* Provided records:
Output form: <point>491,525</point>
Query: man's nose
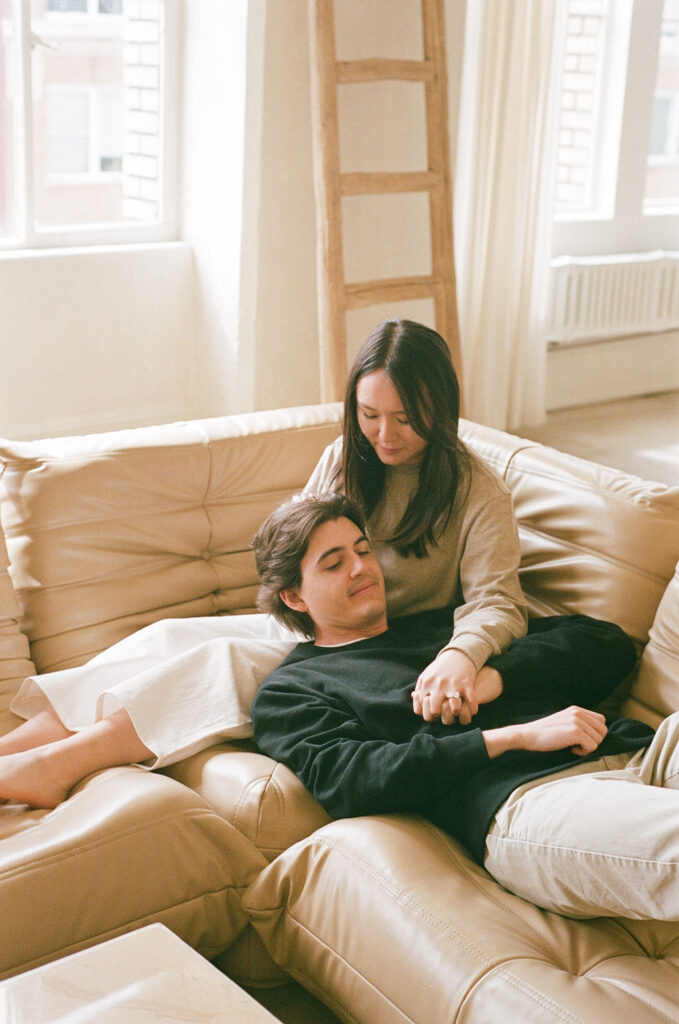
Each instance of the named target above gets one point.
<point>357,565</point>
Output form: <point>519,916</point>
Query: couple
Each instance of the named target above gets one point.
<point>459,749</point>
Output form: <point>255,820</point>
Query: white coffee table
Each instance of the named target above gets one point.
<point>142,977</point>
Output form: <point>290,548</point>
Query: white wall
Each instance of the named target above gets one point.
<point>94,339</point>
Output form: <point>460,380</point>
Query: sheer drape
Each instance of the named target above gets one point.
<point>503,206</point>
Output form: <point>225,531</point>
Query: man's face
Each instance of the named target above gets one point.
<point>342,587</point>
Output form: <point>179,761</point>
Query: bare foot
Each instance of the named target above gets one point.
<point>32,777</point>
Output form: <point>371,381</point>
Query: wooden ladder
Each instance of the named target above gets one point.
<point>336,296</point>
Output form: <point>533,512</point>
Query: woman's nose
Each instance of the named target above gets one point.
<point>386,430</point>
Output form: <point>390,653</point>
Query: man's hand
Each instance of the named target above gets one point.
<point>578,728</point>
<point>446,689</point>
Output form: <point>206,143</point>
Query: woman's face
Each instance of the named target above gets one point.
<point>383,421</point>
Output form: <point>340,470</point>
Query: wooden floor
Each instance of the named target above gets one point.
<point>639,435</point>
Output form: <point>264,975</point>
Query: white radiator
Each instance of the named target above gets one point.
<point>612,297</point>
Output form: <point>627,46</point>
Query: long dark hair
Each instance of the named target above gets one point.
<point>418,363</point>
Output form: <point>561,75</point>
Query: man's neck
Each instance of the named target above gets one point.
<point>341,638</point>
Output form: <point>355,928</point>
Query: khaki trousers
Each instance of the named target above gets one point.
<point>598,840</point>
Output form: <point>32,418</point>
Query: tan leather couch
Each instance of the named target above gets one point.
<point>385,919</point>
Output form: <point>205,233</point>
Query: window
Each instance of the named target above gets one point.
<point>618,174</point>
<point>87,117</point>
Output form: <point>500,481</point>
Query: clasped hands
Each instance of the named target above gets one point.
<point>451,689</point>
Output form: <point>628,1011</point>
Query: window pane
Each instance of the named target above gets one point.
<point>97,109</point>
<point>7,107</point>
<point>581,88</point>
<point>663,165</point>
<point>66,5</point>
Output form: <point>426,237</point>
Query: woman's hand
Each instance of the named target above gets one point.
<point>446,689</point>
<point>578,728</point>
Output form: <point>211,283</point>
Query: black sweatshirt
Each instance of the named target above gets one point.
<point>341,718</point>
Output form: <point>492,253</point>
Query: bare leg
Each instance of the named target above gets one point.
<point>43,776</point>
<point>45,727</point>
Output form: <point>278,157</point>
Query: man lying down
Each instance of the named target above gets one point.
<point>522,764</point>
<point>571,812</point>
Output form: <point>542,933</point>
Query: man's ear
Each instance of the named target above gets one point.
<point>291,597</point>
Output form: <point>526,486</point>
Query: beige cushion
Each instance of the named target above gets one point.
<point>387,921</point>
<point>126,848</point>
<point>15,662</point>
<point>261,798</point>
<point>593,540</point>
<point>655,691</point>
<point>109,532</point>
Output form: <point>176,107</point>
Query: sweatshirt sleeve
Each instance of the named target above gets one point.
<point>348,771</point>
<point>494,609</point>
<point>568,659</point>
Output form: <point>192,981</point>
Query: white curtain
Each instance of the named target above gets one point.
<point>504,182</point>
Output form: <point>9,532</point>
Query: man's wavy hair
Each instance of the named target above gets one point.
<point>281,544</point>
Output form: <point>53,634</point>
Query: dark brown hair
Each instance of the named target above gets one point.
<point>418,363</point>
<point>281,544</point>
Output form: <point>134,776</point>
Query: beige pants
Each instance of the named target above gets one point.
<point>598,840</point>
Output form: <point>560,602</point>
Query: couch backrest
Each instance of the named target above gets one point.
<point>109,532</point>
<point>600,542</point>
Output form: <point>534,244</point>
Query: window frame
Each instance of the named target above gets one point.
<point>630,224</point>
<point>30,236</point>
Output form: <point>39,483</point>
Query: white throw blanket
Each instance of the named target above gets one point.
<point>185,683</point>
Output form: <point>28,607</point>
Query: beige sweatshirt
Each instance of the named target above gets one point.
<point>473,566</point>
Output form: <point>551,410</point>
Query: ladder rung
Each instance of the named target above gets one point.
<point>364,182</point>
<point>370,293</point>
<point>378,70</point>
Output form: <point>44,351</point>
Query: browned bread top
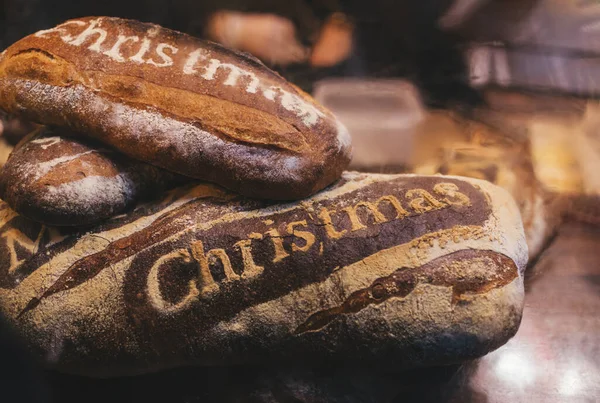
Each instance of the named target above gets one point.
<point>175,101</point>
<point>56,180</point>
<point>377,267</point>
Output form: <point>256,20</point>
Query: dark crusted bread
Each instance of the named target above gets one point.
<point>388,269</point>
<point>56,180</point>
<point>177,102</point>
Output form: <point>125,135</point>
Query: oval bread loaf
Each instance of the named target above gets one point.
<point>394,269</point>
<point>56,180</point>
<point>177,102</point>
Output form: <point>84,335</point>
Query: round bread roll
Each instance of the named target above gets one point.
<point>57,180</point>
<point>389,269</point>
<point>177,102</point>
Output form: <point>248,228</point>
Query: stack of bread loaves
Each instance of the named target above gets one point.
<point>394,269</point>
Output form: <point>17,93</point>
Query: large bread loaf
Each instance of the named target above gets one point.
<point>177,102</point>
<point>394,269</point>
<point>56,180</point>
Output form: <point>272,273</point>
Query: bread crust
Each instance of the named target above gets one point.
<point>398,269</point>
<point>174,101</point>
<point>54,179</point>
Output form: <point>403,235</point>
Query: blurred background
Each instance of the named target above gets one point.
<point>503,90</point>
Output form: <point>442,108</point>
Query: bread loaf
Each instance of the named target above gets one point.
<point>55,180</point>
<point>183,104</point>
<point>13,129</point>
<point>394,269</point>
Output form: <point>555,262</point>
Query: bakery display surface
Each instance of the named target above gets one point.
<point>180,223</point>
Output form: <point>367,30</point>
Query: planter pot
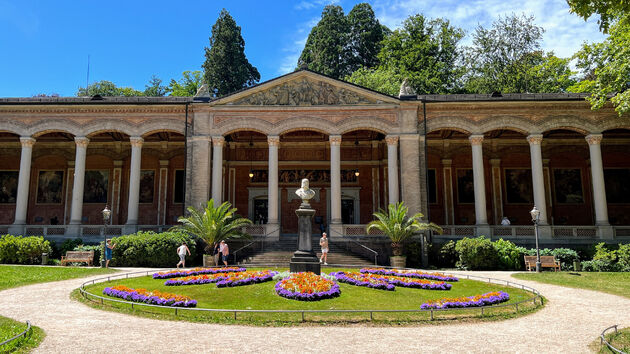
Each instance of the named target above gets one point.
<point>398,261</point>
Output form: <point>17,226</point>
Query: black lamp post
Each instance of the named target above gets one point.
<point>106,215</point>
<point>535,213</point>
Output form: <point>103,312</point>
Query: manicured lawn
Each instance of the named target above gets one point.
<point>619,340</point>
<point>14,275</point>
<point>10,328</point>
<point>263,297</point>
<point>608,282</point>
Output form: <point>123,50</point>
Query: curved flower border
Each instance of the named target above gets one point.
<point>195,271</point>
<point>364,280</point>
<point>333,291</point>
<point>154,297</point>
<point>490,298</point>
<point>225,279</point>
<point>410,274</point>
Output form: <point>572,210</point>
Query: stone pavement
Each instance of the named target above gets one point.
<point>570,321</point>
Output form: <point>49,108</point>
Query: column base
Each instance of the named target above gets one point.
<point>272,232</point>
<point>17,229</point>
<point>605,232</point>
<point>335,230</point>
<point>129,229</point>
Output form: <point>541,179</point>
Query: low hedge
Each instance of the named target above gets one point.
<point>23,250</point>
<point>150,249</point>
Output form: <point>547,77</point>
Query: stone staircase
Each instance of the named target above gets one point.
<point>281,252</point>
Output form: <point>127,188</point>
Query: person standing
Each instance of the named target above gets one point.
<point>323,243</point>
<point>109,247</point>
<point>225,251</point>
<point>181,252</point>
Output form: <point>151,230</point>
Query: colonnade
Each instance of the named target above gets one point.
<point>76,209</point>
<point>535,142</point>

* Work to do:
Please copy the rows again, starting at the line that contains "Output form: <point>460,380</point>" and ending at the line that contains "<point>87,117</point>" (both included), with the request lines and their format samples left unchanged. Multiply every coordinate in the answer points by 0.95 and round each to a whole number, with halves rounded up.

* Answer:
Output form: <point>460,380</point>
Query: sheer drape
Each instance of the named target above gets one point.
<point>478,196</point>
Output form: <point>225,531</point>
Query: man's face
Each instance of the named target above gets one point.
<point>325,558</point>
Output form: <point>179,761</point>
Query: bare foot
Each instance of the named target above gets one point.
<point>30,738</point>
Output form: <point>371,381</point>
Query: wooden ladder
Each instance of the named target above gets one point.
<point>319,281</point>
Output form: <point>533,512</point>
Query: woman's nose
Each instance of the named target above gets one point.
<point>367,409</point>
Output form: <point>390,653</point>
Query: man's hand
Each instance of the named target above gets one point.
<point>549,692</point>
<point>424,655</point>
Output form: <point>206,143</point>
Query: woman's face
Each instance of the named target above gets one point.
<point>364,400</point>
Output form: <point>340,470</point>
Query: wooden floor
Each instance of the named target above gets one point.
<point>607,413</point>
Output form: <point>264,975</point>
Query: white radiator
Each instance of the named target above gets one point.
<point>581,282</point>
Output form: <point>627,46</point>
Query: long dark hair
Each instance of the named target above gets one point.
<point>397,345</point>
Output form: <point>561,75</point>
Query: man's neck
Each instance of the named target above gets one point.
<point>324,606</point>
Output form: <point>355,928</point>
Query: khaki trousers
Each instance of the named target above gets one point.
<point>568,798</point>
Output form: <point>32,418</point>
Query: tan leather couch
Each instance of the named target above gets one point.
<point>366,873</point>
Output form: <point>205,233</point>
Query: window
Each instance of the named target above gets one point.
<point>587,165</point>
<point>83,111</point>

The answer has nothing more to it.